Passage shown -
= = = = = = =

The Chico News and Review reports on the journey of Richard Wodrich to the double lung transplant he received at UCSF Medical Center for treatment of irreversible and incurable chronic lung disease. The transplant was performed by Dr. Jasleen Kukreja, Surgical Director of the UCSF Lung Transplant Program.
Longtime local bluegrass musician Richard Wodrich loves to sing and play guitar, but that became progressively more difficult over the last decade or so, to the point where he had trouble just breathing—let alone playing music.
About four years ago, he was formally diagnosed with chronic lung disease, but that didn’t keep him down. In fact, Wodrich, 68, was singing in the choir at Bidwell Presbyterian Church on March 22, when he got a call from his wife, Marci Goulart: Doctors at UC San Francisco Medical Center had harvested lungs from an organ donor, and they had to drive there immediately for transplant surgery.
Goulart recalls that, during the drive, her husband was positive, clear-minded and fully ready for the transplant despite knowing the risks inherent in an eight-hour surgery. Wodrich’s excitement was understandable. The operation, if successful, would reverse years of decline and potentially add years to his life...........
About four years ago he received diagnoses of pulmonary fibrosis and emphysema; he retired about a year later, at age 65. At first he used oxygen only at night, when breathing slows. But his condition worsened and, starting last summer, he was tethered to an oxygen machine full-time.
By then, Wodrich had already started exploring the possibility of a lung transplant. The couple went first to Stanford University Medical Center, where he underwent four days of intensive testing including heart catheterization, X-rays, CT scans, ultrasounds, a colonoscopy, immunizations and extensive blood tests. They took those records to the lung transplant program at UCSF, and Wodrich was added to the waiting list for new lungs in June 2014.
But it got complicated. During an X-ray of his chest in Chico, doctors discovered a nodule on his lungs, and they feared it was cancer. Goulart explained that a cancer diagnosis automatically makes a patient ineligible for a transplant. In order for the body to accept a foreign object like a new organ, a patient must take medication to suppress the immune system, and that would allow cancer to spread freely. But doctors eventually determined the nodule was benign, and Wodrich was relisted in January.
The surgery itself, performed by UCSF’s Dr. Jasleen Kukreja, went off without a hitch. However, Wodrich didn’t wake up immediately after the procedure—or for two days afterward. In his weakened state and connected to a breathing tube, Wodrich was at high risk of contracting pneumonia. Kukreja was on the verge of removing the breathing tube and performing a tracheotomy when Wodrich woke up the morning of the third day.
The UCSF Lung Transplant Program is a true multi-disciplinary collaboration that includes surgeons, pulmonologists, nurses, pharmacists, dietitians, social workers, physical therapists, respiratory therapists, administrative staff and others. "Teamwork is critical to the success of our program," states Jasleen Kukreja, M.D., MPH, Surgical Director of the program. “The success is multifactorial and a multidisciplinary effort that starts with excellent anesthetic management, meticulous surgical technique and perioperative surgical care, and long-term close surveillance.”

= = = = = = =

Entries supplied -
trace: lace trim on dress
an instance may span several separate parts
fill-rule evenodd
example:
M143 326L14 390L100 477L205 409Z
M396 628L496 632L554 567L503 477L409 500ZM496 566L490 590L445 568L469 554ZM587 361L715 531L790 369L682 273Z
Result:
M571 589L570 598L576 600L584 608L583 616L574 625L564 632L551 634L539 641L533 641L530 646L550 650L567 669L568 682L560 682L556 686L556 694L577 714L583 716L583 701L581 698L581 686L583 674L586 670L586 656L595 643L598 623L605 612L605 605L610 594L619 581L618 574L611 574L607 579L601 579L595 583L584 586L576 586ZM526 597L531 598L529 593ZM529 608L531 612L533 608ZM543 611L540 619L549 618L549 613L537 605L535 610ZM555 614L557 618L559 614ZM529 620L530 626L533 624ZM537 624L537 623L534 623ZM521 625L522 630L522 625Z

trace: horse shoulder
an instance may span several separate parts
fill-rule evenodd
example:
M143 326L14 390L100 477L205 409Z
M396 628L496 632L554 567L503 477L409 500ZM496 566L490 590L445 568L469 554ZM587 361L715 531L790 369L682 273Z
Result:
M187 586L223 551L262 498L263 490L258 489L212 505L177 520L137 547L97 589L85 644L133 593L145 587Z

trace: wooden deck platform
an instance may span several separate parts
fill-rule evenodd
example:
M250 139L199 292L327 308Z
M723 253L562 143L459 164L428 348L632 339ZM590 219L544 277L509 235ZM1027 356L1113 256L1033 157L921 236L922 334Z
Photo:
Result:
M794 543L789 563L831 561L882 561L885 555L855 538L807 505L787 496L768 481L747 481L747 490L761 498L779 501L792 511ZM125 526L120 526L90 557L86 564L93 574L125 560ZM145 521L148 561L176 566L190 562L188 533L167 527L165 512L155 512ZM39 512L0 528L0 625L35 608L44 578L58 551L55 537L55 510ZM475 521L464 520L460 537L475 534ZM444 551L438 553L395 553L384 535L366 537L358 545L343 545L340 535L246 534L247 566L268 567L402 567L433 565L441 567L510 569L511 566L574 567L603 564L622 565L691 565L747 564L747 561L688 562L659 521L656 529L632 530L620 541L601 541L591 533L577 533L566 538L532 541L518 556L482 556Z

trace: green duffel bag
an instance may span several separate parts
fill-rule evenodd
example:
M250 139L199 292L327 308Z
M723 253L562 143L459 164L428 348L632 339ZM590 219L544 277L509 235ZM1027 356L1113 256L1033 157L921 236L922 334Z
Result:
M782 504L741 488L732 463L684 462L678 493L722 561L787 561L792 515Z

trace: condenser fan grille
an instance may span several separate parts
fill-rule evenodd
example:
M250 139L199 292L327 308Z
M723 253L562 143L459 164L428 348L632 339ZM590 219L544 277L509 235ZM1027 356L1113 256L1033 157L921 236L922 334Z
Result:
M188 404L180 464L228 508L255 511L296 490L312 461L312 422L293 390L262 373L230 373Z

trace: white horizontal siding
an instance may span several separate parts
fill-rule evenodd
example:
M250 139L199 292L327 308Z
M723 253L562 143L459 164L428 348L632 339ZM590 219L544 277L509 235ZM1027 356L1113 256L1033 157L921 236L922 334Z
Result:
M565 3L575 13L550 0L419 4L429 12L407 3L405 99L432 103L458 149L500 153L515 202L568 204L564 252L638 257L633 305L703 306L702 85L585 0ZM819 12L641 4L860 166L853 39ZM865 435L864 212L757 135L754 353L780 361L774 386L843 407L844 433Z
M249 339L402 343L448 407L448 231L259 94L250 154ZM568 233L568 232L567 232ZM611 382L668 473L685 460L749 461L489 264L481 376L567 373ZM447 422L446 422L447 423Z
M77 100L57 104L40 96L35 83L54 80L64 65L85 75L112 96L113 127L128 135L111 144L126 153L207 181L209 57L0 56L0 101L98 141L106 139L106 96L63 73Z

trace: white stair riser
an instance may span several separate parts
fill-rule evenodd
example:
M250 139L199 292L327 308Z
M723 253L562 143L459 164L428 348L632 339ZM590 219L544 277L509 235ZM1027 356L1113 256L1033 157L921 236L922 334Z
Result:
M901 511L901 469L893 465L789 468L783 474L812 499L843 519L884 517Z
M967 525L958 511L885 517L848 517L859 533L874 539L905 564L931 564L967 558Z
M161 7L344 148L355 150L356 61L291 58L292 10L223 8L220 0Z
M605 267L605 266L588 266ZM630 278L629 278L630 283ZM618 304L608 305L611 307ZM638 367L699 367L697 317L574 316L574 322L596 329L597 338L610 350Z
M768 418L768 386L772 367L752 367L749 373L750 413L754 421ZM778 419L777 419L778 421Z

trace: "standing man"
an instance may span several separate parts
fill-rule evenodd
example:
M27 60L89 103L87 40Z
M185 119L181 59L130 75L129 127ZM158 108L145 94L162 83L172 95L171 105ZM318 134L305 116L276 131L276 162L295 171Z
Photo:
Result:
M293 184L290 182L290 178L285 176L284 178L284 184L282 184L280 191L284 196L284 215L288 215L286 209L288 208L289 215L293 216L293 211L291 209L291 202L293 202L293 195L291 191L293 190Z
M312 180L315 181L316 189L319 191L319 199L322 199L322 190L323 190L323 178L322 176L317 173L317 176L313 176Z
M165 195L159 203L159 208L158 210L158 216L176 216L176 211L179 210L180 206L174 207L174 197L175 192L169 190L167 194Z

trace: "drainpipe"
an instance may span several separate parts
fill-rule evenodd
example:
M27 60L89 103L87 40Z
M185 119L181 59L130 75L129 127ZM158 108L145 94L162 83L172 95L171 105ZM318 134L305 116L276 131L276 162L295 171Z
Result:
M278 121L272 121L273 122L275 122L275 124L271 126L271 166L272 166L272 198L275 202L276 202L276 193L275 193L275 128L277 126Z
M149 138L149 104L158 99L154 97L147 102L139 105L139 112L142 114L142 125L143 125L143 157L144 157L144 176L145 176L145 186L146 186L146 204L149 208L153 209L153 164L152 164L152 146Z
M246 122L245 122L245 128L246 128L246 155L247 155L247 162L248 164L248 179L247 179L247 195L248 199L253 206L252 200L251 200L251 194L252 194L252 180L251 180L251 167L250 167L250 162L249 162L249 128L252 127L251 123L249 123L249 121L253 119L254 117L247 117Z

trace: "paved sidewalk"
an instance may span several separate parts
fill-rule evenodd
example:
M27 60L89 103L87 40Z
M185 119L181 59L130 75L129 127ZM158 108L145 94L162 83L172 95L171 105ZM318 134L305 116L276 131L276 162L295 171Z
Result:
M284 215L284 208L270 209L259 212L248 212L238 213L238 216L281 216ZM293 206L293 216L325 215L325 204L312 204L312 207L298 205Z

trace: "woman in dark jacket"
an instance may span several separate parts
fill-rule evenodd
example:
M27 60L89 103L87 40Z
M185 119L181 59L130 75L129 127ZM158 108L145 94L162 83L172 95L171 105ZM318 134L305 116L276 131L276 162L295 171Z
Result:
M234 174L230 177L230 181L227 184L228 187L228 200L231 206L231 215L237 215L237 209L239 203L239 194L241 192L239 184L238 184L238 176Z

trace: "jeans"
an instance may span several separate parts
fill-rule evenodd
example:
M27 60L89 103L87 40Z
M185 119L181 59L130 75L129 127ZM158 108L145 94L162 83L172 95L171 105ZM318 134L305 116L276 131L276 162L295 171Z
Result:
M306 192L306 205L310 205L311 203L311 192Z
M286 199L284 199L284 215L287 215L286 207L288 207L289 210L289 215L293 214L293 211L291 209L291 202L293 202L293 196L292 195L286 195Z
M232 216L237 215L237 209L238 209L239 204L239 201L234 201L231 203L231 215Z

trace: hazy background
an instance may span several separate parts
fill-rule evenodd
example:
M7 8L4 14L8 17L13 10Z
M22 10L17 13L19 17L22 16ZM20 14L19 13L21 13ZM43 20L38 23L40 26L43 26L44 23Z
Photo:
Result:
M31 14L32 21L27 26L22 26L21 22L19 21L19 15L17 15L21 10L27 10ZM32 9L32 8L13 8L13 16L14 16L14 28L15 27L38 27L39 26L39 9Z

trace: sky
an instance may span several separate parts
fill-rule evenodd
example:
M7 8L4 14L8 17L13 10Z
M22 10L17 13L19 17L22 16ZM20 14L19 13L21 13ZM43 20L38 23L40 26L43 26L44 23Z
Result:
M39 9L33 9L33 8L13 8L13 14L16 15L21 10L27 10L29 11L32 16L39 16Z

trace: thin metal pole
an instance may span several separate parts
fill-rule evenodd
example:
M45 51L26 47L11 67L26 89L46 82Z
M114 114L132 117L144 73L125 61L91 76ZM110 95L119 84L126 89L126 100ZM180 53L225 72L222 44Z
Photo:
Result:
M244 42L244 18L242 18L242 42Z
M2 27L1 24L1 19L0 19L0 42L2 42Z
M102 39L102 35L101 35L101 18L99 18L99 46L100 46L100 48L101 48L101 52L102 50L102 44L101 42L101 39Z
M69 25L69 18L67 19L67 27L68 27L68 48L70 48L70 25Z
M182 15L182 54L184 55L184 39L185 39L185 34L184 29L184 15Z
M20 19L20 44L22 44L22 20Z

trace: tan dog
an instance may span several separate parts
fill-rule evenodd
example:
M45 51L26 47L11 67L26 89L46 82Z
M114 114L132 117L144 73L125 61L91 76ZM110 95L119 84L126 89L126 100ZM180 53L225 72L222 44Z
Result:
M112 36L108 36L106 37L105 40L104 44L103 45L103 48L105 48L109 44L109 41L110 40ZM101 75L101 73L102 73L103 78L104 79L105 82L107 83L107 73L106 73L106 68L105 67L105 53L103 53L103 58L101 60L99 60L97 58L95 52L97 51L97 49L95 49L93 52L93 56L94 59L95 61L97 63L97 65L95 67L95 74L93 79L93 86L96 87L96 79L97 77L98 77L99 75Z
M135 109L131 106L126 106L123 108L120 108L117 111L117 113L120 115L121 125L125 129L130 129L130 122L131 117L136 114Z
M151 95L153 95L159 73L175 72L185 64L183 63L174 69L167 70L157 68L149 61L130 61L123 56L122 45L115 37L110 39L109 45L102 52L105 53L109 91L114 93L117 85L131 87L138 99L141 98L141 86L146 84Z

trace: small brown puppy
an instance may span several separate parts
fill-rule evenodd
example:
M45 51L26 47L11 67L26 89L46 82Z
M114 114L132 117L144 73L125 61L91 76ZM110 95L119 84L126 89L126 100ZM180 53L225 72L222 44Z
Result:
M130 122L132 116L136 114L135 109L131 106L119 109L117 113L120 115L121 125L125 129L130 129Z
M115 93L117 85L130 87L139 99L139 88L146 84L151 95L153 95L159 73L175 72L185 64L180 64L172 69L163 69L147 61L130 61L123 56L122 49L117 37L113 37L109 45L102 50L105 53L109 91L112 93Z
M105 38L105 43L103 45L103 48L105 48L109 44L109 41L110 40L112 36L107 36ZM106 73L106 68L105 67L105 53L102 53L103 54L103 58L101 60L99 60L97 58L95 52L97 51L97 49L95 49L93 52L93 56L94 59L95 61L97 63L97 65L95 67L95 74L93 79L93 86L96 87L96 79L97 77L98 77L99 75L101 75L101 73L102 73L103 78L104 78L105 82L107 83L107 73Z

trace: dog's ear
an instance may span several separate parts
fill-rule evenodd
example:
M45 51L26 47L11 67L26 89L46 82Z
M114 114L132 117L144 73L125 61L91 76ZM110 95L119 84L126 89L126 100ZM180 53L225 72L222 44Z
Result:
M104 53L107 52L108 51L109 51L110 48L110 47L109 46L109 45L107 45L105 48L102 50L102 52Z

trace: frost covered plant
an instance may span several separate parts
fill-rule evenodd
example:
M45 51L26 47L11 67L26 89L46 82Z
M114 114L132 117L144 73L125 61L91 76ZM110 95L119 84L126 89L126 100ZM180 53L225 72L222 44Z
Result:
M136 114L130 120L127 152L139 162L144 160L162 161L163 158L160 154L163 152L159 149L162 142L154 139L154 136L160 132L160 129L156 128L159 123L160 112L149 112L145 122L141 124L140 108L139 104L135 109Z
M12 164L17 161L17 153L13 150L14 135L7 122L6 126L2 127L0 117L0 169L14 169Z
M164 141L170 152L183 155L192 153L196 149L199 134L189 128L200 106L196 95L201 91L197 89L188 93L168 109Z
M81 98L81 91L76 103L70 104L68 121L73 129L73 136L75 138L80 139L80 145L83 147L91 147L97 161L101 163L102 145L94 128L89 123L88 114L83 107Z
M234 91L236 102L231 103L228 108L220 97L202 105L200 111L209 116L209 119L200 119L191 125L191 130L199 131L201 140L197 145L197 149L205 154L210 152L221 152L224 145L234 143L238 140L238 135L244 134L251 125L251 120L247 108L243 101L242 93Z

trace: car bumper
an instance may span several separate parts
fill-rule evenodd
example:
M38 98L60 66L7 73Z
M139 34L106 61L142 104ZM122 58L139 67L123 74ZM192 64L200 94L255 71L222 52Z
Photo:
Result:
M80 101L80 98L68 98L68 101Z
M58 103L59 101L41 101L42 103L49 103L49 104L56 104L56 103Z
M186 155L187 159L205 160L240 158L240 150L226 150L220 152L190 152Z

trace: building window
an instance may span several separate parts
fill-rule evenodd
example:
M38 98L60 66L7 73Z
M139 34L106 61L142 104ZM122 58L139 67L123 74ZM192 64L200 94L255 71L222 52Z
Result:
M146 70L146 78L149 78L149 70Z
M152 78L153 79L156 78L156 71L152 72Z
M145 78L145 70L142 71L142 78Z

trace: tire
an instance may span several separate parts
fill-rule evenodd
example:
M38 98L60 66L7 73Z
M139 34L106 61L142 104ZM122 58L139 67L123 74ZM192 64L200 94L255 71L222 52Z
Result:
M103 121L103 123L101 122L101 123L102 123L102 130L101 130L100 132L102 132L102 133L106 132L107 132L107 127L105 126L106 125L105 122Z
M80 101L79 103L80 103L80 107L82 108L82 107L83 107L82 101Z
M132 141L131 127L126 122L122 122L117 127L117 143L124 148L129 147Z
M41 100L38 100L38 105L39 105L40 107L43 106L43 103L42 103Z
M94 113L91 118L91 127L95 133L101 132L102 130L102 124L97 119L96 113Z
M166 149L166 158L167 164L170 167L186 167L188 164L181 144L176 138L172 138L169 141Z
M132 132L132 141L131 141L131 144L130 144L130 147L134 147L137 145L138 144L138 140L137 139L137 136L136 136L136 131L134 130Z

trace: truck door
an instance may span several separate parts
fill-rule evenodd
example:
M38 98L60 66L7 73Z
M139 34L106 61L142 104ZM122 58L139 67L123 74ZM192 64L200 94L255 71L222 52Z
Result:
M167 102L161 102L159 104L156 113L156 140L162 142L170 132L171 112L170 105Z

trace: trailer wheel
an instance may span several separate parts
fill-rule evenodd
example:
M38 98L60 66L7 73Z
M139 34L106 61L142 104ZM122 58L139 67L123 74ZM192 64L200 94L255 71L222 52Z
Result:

= = = = = = =

Task objective -
Reproduce the transplant article beginning at the words "About four years ago he" and stopping after "in June 2014.", swapping every "oxygen" for "supplemental oxygen". The entries are separate material and unrelated to the transplant article.

Result for this task -
About four years ago he received diagnoses of pulmonary fibrosis and emphysema; he retired about a year later, at age 65. At first he used supplemental oxygen only at night, when breathing slows. But his condition worsened and, starting last summer, he was tethered to an supplemental oxygen machine full-time.
By then, Wodrich had already started exploring the possibility of a lung transplant. The couple went first to Stanford University Medical Center, where he underwent four days of intensive testing including heart catheterization, X-rays, CT scans, ultrasounds, a colonoscopy, immunizations and extensive blood tests. They took those records to the lung transplant program at UCSF, and Wodrich was added to the waiting list for new lungs in June 2014.